» What the exercise asks
Pull out every line of the material below that contains the word "purple", and copy each one in full.

» Supplied entries
———

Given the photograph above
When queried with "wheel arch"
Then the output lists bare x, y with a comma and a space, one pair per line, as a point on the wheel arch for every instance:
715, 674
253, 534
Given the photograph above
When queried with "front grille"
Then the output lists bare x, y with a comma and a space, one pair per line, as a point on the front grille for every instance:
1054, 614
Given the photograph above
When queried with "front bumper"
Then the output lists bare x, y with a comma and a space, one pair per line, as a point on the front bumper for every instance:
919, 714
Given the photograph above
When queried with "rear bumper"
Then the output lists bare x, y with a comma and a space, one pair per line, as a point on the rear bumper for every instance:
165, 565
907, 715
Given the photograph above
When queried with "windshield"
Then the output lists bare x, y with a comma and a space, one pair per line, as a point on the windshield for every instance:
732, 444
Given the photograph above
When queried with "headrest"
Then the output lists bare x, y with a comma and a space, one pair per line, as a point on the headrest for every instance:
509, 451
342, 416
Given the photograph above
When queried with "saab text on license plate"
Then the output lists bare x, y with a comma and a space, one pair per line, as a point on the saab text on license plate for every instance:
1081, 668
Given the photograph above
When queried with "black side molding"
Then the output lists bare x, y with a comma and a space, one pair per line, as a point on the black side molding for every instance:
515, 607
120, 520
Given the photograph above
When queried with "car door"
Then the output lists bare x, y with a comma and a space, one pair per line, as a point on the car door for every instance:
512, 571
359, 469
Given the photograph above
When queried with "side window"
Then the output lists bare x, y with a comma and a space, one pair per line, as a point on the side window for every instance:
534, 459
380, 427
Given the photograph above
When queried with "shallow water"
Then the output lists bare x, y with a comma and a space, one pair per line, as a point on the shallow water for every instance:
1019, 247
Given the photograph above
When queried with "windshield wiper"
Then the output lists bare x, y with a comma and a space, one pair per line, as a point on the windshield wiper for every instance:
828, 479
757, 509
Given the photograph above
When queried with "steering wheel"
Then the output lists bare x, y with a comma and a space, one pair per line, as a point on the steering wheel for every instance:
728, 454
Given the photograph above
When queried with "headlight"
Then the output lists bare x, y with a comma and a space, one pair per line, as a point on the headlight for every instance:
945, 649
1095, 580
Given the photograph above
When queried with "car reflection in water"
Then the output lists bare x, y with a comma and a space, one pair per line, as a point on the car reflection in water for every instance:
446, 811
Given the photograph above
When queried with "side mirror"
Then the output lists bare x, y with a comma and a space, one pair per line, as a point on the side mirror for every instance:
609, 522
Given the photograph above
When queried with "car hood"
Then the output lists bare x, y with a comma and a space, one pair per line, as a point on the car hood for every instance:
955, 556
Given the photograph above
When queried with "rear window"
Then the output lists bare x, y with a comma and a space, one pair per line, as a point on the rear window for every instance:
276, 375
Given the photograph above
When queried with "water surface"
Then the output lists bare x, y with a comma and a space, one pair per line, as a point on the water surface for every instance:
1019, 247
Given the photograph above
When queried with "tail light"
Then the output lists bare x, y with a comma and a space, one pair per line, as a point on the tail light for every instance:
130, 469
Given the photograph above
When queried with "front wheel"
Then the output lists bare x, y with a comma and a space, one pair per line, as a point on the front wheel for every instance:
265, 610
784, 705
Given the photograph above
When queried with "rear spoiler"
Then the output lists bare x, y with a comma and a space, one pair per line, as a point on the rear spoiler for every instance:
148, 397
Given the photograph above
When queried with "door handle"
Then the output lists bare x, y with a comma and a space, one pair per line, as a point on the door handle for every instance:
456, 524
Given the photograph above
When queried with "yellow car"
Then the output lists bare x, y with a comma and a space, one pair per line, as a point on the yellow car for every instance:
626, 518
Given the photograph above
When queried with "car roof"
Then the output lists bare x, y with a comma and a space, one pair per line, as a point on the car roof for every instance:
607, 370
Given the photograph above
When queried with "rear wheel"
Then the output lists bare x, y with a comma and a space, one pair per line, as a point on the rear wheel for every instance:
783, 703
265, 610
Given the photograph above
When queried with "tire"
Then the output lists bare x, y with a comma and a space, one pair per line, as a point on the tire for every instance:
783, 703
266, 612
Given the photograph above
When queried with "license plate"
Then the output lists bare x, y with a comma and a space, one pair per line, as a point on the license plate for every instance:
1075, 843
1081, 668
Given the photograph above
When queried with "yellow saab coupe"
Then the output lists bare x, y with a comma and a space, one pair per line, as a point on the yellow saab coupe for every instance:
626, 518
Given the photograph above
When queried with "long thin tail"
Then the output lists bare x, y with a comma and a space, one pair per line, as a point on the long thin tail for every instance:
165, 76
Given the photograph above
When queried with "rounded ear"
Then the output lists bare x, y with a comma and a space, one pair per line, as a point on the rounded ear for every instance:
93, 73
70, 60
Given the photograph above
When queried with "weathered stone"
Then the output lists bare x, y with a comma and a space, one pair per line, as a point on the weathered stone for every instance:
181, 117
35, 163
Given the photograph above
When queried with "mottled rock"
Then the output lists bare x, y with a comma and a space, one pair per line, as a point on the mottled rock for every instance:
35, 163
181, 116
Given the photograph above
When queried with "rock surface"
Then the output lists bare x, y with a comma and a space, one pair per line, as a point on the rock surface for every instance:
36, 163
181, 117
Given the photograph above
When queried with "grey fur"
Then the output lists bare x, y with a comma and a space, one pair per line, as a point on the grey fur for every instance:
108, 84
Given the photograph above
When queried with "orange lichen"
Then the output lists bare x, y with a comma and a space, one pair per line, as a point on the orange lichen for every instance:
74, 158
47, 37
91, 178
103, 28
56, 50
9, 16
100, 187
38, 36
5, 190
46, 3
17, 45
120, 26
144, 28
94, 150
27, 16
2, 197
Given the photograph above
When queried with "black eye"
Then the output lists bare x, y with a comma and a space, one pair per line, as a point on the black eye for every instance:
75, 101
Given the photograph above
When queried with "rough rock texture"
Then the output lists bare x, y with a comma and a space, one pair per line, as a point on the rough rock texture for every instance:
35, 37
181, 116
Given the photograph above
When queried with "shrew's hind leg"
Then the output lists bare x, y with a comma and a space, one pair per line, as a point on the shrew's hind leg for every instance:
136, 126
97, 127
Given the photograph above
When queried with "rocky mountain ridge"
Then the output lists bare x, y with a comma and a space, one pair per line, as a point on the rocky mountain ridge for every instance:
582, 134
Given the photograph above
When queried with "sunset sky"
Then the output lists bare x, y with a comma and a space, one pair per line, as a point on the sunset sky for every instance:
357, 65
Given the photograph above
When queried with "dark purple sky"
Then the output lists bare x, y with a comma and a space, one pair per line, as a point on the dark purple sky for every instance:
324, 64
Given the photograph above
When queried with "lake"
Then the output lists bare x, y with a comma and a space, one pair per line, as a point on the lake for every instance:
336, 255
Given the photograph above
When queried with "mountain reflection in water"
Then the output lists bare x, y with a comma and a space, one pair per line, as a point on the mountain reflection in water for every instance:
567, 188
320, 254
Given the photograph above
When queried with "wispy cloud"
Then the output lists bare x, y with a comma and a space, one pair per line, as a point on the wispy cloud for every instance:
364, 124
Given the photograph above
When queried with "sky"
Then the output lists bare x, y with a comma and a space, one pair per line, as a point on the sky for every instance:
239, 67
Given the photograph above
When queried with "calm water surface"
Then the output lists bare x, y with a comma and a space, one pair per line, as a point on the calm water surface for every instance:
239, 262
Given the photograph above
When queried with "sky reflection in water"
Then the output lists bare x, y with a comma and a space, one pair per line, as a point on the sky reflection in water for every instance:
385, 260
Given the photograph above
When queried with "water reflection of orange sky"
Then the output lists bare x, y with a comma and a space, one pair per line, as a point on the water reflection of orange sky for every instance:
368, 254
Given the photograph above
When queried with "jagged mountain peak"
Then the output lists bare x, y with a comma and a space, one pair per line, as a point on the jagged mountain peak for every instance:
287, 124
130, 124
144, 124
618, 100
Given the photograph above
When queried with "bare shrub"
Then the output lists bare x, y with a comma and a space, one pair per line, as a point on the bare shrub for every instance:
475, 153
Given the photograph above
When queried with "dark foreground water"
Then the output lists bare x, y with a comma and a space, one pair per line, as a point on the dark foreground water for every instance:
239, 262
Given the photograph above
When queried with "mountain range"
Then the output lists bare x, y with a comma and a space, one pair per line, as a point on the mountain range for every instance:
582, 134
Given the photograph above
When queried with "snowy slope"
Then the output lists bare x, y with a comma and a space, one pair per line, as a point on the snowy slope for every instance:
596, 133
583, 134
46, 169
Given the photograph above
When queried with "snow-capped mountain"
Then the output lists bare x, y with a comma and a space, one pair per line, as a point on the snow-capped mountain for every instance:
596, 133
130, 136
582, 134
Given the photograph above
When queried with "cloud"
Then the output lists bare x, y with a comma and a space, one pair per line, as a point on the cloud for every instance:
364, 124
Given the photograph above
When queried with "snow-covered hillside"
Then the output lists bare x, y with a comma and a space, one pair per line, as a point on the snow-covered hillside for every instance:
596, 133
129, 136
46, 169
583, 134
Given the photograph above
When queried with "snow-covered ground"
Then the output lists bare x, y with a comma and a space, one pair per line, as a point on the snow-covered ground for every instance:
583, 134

———

» Full response
When queried with "dark purple sky"
Then the output lists bare x, y with a comma and a space, one pair per line, as a point on the dark purple sky for every instance:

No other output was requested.